• **TEXTO FORNECIDO**
A Jurisprudência consente, actualmente, a violação formal do princípio da especialização de exercícios, desde que não se reconduzam a comportamentos voluntários e intencionais, com vista a operar a transferência de resultados entre exercícios. Aceita a inscrição dum custo ou proveito em exercício diverso do que lhe competia, por intervenção de razões desculpabilizantes (actuação de boa-fé, sustentada numa interpretação séria e plausível dum comando complexo, assente em interpretações abertas e dúbias da sua estatuição).

• **ENUNCIADO DA TAREFA A**
Responda às perguntas sobre o texto acerca do princípio da especialização de exercícios:
(i) Que princípio a jurisprudência consente que seja violado formalmente?
(ii) Com que fim não podem ter sido feitos os comportamentos voluntários e intencionais?
(iii) Que tipo de atuação aparece entre parênteses como razão desculpabilizante?
O texto e as linhas não têm qualquer relação entre si.

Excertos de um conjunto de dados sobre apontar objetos
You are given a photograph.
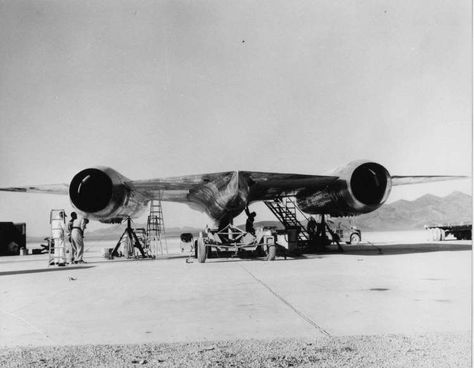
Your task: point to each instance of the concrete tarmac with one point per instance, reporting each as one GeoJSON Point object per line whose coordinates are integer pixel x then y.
{"type": "Point", "coordinates": [408, 289]}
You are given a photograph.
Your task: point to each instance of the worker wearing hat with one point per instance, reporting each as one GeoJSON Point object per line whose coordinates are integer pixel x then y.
{"type": "Point", "coordinates": [58, 232]}
{"type": "Point", "coordinates": [77, 238]}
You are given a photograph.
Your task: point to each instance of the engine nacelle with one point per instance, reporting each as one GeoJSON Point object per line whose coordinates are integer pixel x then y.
{"type": "Point", "coordinates": [362, 187]}
{"type": "Point", "coordinates": [100, 193]}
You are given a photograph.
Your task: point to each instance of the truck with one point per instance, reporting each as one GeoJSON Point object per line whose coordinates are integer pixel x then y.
{"type": "Point", "coordinates": [440, 231]}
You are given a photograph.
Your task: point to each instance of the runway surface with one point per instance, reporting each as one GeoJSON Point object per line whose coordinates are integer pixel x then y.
{"type": "Point", "coordinates": [409, 289]}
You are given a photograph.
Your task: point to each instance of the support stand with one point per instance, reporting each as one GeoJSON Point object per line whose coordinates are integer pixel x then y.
{"type": "Point", "coordinates": [132, 236]}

• **ENUNCIADO DA TAREFA B**
Extraia das linhas acima todas as que contêm a cadeia "integer".

• **RESPOSTA COMPLETA A**
(i) O princípio da especialização de exercícios.
(ii) Com vista a operar a transferência de resultados entre exercícios.
(iii) Uma atuação de boa-fé, sustentada numa interpretação séria e plausível de um comando complexo.

• **RESPOSTA COMPLETA B**
Your task: point to each instance of the concrete tarmac with one point per instance, reporting each as one GeoJSON Point object per line whose coordinates are integer pixel x then y.
Your task: point to each instance of the worker wearing hat with one point per instance, reporting each as one GeoJSON Point object per line whose coordinates are integer pixel x then y.
Your task: point to each instance of the engine nacelle with one point per instance, reporting each as one GeoJSON Point object per line whose coordinates are integer pixel x then y.
Your task: point to each instance of the truck with one point per instance, reporting each as one GeoJSON Point object per line whose coordinates are integer pixel x then y.
Your task: point to each instance of the runway surface with one point per instance, reporting each as one GeoJSON Point object per line whose coordinates are integer pixel x then y.
Your task: point to each instance of the support stand with one point per instance, reporting each as one GeoJSON Point object per line whose coordinates are integer pixel x then y.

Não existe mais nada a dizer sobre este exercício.